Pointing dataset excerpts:
━━━━━━━━━━━━━━━━━━━━━━━━━━━━━━
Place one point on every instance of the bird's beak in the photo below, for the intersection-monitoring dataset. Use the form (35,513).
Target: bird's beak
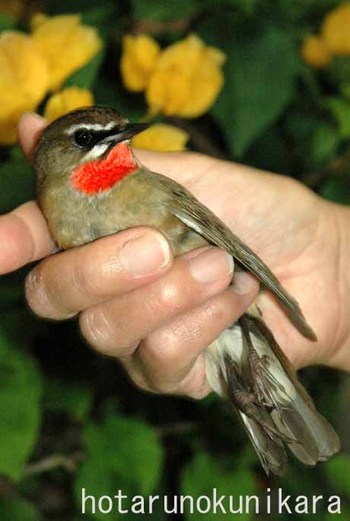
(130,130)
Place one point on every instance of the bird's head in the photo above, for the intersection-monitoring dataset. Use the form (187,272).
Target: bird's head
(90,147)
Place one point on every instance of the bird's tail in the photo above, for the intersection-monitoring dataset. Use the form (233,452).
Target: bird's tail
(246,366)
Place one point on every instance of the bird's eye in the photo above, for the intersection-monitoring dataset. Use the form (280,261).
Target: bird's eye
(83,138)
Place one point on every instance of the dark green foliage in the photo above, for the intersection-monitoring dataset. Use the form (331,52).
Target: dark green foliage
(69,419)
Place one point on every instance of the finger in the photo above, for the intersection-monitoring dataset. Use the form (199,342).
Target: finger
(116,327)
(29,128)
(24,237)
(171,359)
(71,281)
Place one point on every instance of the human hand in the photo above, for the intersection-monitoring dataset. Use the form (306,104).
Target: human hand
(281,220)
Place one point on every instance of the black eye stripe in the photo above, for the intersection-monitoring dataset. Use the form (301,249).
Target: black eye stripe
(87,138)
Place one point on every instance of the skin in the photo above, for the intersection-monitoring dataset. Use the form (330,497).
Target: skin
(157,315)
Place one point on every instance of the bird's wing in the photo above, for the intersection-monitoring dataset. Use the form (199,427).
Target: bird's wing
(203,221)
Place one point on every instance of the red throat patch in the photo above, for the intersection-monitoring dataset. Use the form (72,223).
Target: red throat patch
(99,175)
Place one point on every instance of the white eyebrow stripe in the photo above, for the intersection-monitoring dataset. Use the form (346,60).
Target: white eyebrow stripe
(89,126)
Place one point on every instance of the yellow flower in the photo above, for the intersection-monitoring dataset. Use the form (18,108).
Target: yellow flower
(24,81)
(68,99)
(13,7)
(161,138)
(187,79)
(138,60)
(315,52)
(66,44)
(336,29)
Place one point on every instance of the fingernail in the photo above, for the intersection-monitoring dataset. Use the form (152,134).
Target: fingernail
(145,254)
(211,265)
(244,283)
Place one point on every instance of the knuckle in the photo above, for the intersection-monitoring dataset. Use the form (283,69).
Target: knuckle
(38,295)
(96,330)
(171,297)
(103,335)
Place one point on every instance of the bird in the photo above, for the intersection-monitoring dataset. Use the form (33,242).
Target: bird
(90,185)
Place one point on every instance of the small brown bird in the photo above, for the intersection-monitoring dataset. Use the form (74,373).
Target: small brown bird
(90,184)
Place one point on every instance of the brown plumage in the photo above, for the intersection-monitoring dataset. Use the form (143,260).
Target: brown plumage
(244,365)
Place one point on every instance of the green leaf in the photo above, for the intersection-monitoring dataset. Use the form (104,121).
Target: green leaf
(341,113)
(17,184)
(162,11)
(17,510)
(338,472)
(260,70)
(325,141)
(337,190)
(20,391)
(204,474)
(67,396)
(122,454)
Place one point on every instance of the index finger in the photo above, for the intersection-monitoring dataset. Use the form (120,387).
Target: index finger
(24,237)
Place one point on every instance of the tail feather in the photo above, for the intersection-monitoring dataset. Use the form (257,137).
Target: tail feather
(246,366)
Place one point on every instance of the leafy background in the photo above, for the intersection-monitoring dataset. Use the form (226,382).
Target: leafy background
━━━━━━━━━━━━━━━━━━━━━━━━━━━━━━
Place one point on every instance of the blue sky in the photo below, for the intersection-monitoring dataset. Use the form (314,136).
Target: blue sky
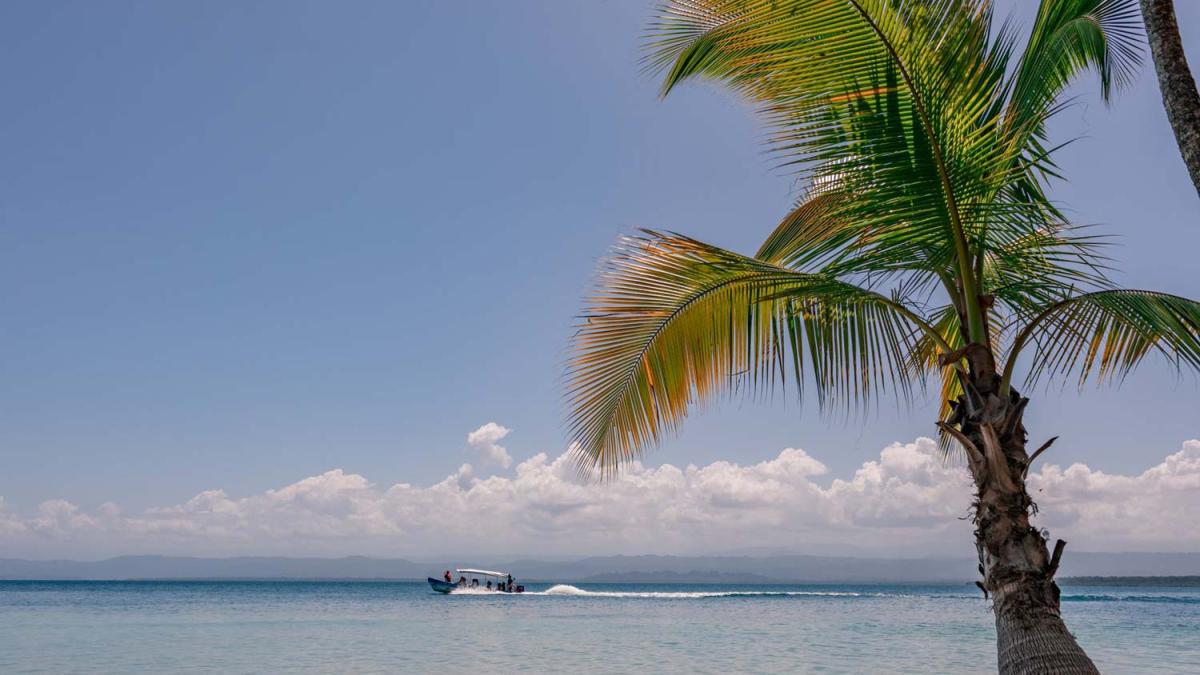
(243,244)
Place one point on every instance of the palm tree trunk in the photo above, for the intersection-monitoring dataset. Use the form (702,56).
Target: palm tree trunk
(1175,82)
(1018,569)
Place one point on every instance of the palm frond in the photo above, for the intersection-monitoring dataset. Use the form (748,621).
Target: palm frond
━━━━━━━━━━━━━━━━━━━━━━━━━━━━━━
### TO DO
Rename "palm frond" to "palm leaf" in everything from the line containing "Place one point on every instance of the palm tree" down to the line containing "Target: palm frond", and write out only those rows again with nothing else altered.

### RESPONSE TO THIS TASK
Place one point on every instance of the palm tree trunk in the photo above, for the intersection-monitoring dataset. Use the form (702,56).
Target: palm tree trunk
(1175,82)
(1018,569)
Place one point on every instance of the palm leaf in the photo above, for the intersection-monitoring dataset. Use the form (748,621).
Target: palm leaf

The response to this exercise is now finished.